**** TASK MATERIAL ****

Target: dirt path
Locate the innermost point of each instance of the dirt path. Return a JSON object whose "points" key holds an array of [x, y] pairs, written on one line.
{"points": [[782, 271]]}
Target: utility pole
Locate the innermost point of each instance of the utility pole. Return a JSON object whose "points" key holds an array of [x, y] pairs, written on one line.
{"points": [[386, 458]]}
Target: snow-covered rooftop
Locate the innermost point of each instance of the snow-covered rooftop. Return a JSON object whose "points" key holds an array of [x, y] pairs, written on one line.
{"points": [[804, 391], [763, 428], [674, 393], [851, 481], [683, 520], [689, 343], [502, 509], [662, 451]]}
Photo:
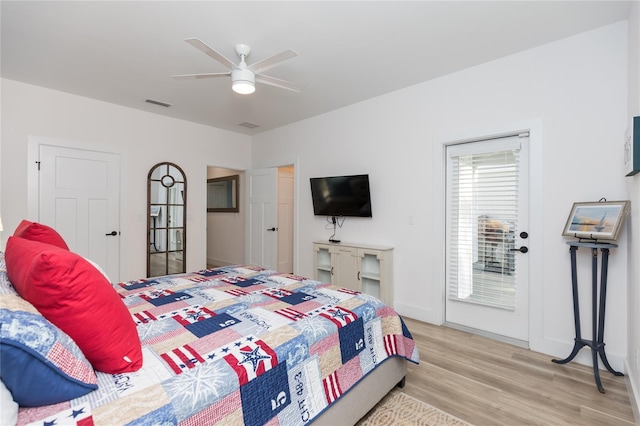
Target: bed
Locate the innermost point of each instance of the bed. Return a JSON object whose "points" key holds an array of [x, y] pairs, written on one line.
{"points": [[232, 345]]}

****

**DIRECTIONS**
Rewrite all the rows above with "innermost point" renamed to "central point" and nothing else altered. Leave the pictures out.

**CORRECT RESULT**
Target: dirt path
Locate the central point of each instance of the dirt path. Return a JSON object whose "points" key holds an array of [x, y] pairs, written on one line.
{"points": [[782, 271]]}
Target: utility pole
Locate the central point of each instance of the utility pole. Return a JSON object whose "points" key holds an array of [x, y] pairs, written on one line.
{"points": [[386, 458]]}
Target: snow-covered rooftop
Locate the central point of each instance of the snow-covered rooftop. Return a JSON object whose "points" key holds an array of [x, y] pairs, written on one line.
{"points": [[804, 391], [763, 428], [674, 393], [851, 481], [683, 520], [689, 343], [502, 509], [662, 451]]}
Photo:
Target: bed
Locate the central point of each instance of the bed. Return a JSON object whose "points" key holds an array of [x, y] pairs, written on one line.
{"points": [[232, 345]]}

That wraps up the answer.